## Material to process
_ _ _ _

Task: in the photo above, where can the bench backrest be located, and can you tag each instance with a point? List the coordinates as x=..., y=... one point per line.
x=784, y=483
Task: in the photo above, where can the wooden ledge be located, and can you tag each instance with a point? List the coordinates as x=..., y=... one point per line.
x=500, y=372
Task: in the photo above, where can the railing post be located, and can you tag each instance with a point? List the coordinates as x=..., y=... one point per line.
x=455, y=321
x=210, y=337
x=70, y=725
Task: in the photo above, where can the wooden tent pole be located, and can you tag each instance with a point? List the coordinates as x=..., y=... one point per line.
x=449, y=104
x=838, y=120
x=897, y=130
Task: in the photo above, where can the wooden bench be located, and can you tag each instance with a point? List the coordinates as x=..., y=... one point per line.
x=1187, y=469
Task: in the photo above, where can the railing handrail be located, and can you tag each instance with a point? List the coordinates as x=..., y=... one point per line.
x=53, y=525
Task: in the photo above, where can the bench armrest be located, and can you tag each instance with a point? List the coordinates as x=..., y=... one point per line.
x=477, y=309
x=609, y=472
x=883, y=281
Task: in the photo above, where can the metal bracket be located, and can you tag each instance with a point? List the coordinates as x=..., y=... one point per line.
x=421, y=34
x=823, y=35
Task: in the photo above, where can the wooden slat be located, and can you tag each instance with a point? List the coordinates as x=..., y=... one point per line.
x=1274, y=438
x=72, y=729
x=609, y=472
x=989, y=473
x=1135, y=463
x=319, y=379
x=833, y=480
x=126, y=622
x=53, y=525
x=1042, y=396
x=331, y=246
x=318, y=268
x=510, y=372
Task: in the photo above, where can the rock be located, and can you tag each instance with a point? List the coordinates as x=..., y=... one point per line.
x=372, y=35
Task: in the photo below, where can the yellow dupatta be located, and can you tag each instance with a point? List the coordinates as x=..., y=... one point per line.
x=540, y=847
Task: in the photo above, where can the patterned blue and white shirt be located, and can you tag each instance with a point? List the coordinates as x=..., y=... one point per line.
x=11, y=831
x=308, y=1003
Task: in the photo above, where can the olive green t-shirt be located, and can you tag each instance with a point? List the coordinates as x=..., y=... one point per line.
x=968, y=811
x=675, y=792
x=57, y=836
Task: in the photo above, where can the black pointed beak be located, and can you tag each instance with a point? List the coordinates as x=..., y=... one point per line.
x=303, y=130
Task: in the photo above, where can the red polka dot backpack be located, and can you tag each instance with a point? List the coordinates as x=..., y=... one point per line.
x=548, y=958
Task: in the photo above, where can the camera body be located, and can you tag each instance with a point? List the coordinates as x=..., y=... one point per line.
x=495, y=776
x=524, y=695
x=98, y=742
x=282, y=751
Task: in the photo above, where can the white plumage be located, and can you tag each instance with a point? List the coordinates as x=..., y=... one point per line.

_ _ _ _

## Try it
Look above for the line containing "Task: in the photo above, where can the olive". Return it and each line after it exactly, through the last line, and nothing more.

## Solution
Task: in the photo above, where can the olive green t-shirt be located, and can you tag each instance with a point? List the coordinates as x=..., y=... one point per line.
x=968, y=811
x=675, y=792
x=57, y=836
Task: in the photo above, where can the black pointed beak be located, and can you tag each instance with a point? List the coordinates as x=..., y=... one point per line.
x=303, y=130
Task: in the photo above, where can the red polka dot backpack be located, and can you tag each instance with a point? List the coordinates as x=..., y=... one point per line.
x=548, y=958
Task: in the photo above, where can the camera body be located, and can you tag each instance with a point? List the coordinates as x=..., y=... one point per line.
x=495, y=776
x=524, y=695
x=98, y=742
x=282, y=751
Task: in the photo above, where can the white plumage be located, and can you tag each instance with a point? List the coordinates as x=..., y=... one point per line.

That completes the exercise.